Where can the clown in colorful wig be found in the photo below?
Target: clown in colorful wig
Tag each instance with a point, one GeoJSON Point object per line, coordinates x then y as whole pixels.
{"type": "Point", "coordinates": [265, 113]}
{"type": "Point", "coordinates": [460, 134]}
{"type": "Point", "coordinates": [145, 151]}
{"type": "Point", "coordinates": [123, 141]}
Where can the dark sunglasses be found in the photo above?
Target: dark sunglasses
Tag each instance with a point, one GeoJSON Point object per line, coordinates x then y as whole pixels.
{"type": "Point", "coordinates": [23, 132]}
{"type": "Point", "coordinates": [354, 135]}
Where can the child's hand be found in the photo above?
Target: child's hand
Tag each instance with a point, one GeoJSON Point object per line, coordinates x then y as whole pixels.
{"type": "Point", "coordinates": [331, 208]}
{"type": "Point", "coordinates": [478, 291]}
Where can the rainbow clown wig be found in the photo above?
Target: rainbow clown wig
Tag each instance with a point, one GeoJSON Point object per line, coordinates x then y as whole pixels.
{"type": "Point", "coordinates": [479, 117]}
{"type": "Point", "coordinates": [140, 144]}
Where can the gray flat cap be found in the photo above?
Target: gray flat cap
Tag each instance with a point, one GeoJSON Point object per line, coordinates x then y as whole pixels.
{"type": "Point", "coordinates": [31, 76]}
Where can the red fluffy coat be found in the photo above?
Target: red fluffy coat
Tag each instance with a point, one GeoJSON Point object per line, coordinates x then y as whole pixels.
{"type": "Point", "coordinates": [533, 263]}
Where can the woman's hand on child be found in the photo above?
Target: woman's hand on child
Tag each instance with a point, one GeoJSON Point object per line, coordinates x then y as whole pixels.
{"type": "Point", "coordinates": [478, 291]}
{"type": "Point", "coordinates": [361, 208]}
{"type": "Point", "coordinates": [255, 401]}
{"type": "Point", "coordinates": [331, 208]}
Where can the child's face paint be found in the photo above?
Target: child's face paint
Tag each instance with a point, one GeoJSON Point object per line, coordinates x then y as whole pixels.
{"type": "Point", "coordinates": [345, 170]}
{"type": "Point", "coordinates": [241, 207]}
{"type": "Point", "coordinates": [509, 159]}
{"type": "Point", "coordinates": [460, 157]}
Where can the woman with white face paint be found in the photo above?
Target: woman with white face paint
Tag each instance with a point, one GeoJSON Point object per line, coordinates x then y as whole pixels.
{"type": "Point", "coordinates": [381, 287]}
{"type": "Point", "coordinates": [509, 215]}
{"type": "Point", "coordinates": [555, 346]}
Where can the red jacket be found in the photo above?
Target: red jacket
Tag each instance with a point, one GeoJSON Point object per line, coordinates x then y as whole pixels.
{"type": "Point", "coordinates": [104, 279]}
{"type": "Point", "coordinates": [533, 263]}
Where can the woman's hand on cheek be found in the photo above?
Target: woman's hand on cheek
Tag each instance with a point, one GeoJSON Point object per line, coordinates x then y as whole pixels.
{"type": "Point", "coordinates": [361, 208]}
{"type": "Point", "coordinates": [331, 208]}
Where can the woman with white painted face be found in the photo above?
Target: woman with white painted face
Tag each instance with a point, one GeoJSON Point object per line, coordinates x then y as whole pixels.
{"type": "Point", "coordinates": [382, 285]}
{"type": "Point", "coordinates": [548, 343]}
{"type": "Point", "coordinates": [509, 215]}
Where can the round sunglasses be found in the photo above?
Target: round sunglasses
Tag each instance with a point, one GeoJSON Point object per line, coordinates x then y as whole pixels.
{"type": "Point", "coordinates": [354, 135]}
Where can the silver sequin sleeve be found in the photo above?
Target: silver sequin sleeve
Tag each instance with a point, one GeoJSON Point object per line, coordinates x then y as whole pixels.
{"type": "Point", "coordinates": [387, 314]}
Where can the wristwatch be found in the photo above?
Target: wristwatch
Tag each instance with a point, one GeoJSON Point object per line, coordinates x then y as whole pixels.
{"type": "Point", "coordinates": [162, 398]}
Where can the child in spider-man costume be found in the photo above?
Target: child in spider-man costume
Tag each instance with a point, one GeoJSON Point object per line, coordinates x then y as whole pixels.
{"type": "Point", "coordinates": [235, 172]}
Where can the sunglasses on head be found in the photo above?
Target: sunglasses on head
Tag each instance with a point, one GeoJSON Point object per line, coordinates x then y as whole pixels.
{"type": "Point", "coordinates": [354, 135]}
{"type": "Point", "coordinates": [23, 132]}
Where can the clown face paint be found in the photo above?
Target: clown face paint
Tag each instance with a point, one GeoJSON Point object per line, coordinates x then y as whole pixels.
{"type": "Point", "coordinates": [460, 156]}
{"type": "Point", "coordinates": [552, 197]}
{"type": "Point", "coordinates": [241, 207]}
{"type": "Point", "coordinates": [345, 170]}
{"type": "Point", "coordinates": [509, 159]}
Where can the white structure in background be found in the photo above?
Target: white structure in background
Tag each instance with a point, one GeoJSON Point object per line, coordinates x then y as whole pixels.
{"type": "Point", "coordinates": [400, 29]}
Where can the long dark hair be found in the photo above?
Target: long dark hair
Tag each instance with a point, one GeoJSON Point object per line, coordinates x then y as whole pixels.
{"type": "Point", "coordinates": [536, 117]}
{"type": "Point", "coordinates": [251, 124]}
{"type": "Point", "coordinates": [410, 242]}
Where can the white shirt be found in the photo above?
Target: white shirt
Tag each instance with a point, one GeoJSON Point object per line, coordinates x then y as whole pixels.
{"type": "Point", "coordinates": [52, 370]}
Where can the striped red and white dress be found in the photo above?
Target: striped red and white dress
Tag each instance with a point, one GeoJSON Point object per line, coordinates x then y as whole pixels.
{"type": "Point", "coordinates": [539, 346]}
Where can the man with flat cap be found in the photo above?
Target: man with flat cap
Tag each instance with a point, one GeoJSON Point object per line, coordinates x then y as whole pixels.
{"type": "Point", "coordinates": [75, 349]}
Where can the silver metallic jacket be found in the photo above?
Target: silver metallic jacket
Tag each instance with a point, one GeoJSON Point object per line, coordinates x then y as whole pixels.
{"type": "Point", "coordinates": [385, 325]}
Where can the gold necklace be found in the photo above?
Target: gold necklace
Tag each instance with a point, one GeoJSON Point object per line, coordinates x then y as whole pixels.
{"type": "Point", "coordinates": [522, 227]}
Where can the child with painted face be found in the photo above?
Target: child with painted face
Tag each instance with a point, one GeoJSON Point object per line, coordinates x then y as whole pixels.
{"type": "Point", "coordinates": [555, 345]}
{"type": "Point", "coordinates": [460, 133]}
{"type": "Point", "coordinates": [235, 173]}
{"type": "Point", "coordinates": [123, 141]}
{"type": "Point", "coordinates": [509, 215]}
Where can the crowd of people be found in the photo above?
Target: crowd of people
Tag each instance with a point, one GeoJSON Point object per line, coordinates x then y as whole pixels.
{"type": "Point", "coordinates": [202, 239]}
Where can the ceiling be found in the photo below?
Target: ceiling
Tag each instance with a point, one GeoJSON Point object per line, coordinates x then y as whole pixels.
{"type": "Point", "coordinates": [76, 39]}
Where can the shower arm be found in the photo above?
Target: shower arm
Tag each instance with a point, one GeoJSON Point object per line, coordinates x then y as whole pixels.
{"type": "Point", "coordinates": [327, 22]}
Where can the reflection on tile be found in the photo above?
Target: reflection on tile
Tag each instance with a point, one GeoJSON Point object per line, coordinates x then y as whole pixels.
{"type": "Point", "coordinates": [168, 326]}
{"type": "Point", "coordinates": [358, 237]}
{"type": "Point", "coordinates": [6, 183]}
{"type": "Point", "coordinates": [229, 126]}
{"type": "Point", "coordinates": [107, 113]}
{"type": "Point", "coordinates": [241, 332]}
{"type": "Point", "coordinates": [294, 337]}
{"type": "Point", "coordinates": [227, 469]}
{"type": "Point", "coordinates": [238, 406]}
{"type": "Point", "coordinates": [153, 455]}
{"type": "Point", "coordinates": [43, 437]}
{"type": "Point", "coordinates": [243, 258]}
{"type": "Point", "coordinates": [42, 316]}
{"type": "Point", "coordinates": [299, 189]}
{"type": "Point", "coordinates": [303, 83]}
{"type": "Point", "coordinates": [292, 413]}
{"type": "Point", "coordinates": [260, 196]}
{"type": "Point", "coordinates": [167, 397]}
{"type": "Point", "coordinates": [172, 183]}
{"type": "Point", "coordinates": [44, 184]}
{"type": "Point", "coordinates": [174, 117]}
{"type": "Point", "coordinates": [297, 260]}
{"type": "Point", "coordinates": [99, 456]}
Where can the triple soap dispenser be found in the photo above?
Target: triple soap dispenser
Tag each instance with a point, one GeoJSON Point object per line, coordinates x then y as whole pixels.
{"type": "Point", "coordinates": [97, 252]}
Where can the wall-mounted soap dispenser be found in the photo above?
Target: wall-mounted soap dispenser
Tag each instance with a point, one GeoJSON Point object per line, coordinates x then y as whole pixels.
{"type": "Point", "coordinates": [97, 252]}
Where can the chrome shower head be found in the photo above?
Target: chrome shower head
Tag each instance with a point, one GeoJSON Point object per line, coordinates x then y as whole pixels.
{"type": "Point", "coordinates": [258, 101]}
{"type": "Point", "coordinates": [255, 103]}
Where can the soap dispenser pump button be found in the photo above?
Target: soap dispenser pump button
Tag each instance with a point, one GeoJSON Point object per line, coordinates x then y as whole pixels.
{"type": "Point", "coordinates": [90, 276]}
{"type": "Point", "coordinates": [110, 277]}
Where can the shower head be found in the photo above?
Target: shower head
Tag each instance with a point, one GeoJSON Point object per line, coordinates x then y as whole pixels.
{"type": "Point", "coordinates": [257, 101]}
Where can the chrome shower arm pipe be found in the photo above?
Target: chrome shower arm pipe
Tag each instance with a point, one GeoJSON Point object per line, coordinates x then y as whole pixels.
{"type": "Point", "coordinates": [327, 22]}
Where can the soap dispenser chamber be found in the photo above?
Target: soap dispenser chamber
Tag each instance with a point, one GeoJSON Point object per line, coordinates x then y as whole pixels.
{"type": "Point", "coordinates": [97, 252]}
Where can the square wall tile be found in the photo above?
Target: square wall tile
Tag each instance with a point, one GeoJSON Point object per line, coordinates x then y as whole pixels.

- - - - -

Starting with the line that contains "Where can the wall-mounted", write out each line through the end of the listing, exactly as it appears, and include nothing else.

- OUTPUT
Where can the wall-mounted soap dispenser be found in the photo above?
Target: wall-mounted soap dispenser
Tag each instance with a point, one GeoJSON Point object per line, coordinates x then y as whole pixels.
{"type": "Point", "coordinates": [97, 252]}
Where can the chrome shower head be found in the photo above?
Target: chrome shower head
Tag each instance with a point, one GeoJSON Point object per line, coordinates x then y as whole pixels.
{"type": "Point", "coordinates": [258, 101]}
{"type": "Point", "coordinates": [255, 103]}
Where can the soap dispenser pump button be found in the photo above?
Target: soap dispenser pump button
Tag each instance with a point, one GeoJSON Point object per line, coordinates x then y as whole pixels.
{"type": "Point", "coordinates": [90, 276]}
{"type": "Point", "coordinates": [110, 277]}
Where can the shower head be found in the photo above?
Target: shower head
Tag each instance with a point, one GeoJSON Point object per line, coordinates x then y as whole pixels.
{"type": "Point", "coordinates": [257, 101]}
Where can the chrome shower arm pipe be found in the photo above?
Target: chrome shower arm pipe
Tag each instance with a point, one GeoJSON Point object per line, coordinates x then y as whole pixels.
{"type": "Point", "coordinates": [327, 22]}
Where can the soap dispenser chamber be found in the photo above?
Target: soap dispenser chamber
Tag each instance with a point, one GeoJSON Point object per line, coordinates x then y as whole pixels.
{"type": "Point", "coordinates": [97, 252]}
Where can the square wall tile be found in the photo above?
Target: square wall tile
Tag each instance with a point, one GeoJSON Point object per line, coordinates x then y as whole pixels.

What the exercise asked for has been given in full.